**WHAT TO WORK ON:** The output should be exactly the lines from the one containing "Locate every island" through the last line of the records, and only those.

Data entries:
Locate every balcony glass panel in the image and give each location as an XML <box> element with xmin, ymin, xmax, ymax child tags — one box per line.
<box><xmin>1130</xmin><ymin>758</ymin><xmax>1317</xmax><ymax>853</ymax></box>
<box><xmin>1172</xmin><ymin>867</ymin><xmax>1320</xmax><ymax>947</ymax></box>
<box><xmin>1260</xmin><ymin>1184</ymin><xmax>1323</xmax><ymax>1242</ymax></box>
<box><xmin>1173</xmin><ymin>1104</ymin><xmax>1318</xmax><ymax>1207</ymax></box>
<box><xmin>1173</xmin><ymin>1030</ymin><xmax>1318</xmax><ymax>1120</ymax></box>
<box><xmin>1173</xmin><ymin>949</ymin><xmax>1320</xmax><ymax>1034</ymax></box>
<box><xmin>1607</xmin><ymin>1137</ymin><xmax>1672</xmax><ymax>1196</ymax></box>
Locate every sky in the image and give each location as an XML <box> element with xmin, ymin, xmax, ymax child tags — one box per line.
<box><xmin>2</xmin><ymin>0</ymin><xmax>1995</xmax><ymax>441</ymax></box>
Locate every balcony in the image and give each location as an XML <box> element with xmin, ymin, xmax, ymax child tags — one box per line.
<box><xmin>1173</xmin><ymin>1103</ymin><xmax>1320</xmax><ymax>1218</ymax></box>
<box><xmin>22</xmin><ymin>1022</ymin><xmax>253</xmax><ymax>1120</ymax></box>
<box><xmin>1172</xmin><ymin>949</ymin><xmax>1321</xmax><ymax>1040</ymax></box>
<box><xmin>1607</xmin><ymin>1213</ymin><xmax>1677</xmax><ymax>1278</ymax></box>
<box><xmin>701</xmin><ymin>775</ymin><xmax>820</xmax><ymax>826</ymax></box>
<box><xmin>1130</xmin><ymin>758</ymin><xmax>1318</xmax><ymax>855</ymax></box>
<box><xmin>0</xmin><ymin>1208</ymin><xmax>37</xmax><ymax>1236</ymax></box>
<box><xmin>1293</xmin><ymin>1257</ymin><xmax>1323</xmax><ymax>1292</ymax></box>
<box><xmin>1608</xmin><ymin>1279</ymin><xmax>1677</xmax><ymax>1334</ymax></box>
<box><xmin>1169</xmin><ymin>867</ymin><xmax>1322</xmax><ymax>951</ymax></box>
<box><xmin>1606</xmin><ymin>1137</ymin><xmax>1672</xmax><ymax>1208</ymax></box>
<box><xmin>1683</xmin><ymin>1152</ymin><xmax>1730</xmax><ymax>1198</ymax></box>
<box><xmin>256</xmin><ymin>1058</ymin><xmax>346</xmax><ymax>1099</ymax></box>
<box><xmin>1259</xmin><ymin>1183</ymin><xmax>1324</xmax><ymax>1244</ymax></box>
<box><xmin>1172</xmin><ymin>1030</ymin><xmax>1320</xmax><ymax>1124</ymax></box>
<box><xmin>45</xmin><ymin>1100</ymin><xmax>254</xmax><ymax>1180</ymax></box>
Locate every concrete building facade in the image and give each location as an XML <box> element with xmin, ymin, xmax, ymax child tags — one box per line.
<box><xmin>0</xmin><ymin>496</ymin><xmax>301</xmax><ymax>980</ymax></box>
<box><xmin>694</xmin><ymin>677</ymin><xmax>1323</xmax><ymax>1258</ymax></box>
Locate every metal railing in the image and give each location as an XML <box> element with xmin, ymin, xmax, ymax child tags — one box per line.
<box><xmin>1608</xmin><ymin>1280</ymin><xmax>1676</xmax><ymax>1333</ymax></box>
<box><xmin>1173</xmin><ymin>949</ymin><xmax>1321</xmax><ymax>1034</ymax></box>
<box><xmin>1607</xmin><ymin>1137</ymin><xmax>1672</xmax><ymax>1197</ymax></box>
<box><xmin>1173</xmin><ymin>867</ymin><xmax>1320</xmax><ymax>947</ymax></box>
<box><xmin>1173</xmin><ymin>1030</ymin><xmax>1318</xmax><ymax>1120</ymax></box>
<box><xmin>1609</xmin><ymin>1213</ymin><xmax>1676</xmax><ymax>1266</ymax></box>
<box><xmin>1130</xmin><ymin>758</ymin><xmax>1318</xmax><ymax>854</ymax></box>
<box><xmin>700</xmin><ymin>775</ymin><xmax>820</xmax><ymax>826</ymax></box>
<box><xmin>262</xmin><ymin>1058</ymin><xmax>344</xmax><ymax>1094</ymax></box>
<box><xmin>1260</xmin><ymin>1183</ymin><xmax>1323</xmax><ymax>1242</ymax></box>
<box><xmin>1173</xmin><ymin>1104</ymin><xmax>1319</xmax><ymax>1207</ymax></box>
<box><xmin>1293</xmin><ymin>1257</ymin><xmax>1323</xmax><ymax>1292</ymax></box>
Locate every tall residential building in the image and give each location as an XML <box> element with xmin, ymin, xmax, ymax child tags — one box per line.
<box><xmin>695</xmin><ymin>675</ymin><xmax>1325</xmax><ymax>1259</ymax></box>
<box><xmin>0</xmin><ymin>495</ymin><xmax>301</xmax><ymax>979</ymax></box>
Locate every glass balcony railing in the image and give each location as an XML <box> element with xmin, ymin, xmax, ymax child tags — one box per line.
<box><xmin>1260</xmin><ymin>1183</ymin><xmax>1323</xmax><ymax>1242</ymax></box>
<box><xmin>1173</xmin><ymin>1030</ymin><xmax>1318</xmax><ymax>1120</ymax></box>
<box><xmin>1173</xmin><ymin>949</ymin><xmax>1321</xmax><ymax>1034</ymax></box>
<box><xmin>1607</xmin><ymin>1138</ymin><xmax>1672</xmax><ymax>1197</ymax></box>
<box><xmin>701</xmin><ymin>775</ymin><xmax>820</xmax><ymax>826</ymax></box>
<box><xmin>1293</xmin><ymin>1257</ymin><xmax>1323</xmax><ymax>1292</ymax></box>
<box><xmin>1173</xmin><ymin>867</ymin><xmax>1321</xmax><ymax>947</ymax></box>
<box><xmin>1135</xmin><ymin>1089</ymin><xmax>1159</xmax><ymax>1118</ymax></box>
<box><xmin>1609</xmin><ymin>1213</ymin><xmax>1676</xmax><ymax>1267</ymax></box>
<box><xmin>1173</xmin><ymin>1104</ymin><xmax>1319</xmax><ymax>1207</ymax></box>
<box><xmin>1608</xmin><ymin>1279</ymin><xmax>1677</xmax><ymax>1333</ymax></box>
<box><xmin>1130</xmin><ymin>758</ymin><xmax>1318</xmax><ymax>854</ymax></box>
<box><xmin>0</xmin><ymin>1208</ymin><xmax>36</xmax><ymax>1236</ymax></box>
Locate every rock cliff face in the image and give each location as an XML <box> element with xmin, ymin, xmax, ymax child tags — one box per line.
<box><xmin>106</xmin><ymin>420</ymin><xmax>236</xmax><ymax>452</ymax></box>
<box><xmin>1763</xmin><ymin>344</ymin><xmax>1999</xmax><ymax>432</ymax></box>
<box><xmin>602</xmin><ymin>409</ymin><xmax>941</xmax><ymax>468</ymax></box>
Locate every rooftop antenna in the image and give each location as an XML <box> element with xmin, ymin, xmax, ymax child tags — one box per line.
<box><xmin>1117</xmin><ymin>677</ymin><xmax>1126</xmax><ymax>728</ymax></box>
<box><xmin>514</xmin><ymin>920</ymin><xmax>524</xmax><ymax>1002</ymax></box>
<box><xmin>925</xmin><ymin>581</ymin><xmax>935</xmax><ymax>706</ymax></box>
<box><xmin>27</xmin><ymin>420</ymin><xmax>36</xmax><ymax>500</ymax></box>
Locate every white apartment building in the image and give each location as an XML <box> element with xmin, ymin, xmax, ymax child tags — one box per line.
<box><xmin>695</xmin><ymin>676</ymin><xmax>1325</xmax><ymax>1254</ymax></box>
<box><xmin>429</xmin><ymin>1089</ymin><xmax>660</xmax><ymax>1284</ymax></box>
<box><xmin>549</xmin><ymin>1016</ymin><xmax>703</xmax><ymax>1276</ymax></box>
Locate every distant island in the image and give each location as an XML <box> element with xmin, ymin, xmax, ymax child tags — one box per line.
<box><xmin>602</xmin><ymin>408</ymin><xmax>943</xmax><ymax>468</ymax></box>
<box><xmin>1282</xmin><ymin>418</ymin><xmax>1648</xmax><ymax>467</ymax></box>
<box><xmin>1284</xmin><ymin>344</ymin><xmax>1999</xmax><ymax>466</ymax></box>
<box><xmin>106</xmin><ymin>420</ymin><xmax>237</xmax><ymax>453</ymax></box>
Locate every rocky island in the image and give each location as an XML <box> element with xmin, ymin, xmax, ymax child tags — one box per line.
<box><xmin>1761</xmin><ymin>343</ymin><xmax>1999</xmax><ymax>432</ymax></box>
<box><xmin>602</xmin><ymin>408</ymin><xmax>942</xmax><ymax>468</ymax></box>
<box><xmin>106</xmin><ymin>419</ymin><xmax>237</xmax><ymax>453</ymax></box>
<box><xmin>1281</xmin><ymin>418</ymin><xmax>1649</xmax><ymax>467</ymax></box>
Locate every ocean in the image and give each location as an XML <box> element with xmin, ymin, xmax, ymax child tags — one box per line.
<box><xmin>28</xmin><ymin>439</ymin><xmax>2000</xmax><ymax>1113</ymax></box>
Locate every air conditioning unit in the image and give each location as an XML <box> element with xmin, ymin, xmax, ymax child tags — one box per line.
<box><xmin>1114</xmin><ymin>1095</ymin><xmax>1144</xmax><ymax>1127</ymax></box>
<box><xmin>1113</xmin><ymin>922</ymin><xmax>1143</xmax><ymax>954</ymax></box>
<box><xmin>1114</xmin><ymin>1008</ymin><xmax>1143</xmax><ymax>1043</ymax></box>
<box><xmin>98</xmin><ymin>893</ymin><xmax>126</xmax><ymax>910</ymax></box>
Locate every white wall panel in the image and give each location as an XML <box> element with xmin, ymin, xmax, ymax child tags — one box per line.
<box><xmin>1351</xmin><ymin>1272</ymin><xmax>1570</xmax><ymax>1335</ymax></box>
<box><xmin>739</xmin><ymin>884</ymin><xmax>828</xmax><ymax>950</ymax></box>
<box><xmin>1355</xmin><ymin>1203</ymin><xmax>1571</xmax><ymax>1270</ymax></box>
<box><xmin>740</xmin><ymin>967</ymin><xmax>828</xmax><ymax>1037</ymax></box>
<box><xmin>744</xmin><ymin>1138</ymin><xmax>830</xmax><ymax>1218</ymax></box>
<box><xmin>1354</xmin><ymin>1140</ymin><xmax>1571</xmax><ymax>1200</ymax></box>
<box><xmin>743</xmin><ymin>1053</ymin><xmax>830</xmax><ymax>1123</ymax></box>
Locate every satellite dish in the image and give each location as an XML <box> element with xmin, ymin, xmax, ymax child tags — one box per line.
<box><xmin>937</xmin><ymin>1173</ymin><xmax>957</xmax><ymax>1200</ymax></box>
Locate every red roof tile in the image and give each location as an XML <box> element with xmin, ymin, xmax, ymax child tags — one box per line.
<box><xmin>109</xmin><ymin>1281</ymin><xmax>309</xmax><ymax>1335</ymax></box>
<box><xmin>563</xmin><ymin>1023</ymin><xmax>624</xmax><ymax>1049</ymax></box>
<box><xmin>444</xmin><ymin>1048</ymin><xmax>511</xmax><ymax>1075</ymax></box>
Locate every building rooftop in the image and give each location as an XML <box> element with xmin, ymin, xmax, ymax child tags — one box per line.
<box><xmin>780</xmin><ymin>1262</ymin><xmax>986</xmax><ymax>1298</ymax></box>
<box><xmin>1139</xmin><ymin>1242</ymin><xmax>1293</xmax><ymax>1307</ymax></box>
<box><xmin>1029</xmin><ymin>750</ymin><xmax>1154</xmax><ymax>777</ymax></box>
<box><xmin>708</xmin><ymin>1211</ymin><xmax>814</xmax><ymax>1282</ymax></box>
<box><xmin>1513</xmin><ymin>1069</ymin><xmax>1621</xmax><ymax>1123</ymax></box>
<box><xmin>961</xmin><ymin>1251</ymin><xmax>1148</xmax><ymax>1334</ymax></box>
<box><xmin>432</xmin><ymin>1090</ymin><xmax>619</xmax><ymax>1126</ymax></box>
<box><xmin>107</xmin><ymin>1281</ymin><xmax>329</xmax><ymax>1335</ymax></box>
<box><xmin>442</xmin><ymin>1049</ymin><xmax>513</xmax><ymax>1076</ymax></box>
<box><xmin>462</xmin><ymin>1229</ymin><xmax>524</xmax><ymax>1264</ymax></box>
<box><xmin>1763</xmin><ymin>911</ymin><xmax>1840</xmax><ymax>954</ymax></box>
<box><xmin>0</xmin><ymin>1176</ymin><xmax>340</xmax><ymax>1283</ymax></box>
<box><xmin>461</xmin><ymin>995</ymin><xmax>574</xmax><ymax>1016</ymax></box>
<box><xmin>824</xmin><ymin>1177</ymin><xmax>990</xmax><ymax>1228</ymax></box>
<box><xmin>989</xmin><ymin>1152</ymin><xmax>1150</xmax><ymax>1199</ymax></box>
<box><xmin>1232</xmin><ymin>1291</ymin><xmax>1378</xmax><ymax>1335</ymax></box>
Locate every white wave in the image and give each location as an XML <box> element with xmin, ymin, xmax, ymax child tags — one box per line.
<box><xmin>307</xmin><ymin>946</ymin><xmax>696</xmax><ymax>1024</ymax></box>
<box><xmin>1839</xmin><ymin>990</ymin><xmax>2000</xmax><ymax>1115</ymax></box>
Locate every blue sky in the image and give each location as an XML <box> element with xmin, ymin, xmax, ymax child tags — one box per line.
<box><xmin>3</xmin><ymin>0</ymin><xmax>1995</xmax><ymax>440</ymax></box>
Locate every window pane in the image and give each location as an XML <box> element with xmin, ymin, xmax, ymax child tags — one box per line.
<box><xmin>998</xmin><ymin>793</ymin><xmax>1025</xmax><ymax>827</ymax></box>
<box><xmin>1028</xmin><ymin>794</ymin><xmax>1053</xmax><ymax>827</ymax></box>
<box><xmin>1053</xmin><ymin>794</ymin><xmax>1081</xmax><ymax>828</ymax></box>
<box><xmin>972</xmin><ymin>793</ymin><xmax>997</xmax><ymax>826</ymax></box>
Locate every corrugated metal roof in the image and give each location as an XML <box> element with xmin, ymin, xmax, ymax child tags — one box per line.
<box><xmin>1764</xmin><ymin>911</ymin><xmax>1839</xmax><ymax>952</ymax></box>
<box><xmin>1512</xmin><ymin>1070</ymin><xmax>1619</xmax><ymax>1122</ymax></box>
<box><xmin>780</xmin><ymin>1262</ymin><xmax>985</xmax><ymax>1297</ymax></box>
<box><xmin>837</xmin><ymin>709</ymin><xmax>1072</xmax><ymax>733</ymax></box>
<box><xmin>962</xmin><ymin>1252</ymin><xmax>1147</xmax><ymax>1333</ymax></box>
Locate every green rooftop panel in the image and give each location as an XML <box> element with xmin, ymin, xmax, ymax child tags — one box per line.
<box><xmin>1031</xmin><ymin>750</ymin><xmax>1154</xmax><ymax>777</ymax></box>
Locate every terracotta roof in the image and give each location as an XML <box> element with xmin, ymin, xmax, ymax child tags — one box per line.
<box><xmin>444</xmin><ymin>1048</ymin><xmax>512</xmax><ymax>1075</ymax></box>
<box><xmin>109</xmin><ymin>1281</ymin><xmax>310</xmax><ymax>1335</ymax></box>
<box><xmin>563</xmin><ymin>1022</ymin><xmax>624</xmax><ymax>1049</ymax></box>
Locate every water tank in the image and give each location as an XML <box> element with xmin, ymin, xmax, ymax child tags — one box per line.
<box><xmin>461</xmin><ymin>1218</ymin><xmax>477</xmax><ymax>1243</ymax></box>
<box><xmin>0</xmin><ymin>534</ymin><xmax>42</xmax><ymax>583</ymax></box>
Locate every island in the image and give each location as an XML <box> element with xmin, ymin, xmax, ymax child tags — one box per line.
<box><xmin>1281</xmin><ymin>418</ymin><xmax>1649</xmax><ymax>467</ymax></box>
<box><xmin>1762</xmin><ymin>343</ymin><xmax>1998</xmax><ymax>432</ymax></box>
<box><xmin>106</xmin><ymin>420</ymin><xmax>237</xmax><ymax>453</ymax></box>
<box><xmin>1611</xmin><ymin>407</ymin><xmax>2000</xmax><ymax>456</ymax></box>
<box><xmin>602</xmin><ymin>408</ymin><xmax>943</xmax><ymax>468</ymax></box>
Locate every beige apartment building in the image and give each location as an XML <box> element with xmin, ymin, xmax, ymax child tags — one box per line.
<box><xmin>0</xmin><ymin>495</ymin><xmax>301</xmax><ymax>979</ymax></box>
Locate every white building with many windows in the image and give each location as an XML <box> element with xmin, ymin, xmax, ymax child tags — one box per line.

**WORKED SOLUTION:**
Locate every island in the image and give each location as an XML <box> element with xmin, ymin, xmax, ymax child tags — one box per line.
<box><xmin>1281</xmin><ymin>418</ymin><xmax>1649</xmax><ymax>467</ymax></box>
<box><xmin>1762</xmin><ymin>343</ymin><xmax>1998</xmax><ymax>432</ymax></box>
<box><xmin>106</xmin><ymin>420</ymin><xmax>237</xmax><ymax>453</ymax></box>
<box><xmin>1611</xmin><ymin>407</ymin><xmax>2000</xmax><ymax>456</ymax></box>
<box><xmin>602</xmin><ymin>408</ymin><xmax>943</xmax><ymax>468</ymax></box>
Locate every beige apartment building in the image and give each location as an XML <box> element with xmin, ymin, xmax, ymax child tags — one box per line.
<box><xmin>0</xmin><ymin>495</ymin><xmax>301</xmax><ymax>979</ymax></box>
Locate every white building with many windows in the image and give each location as an XML <box> element with xmin, ymin, xmax, ymax child tags — one box per line.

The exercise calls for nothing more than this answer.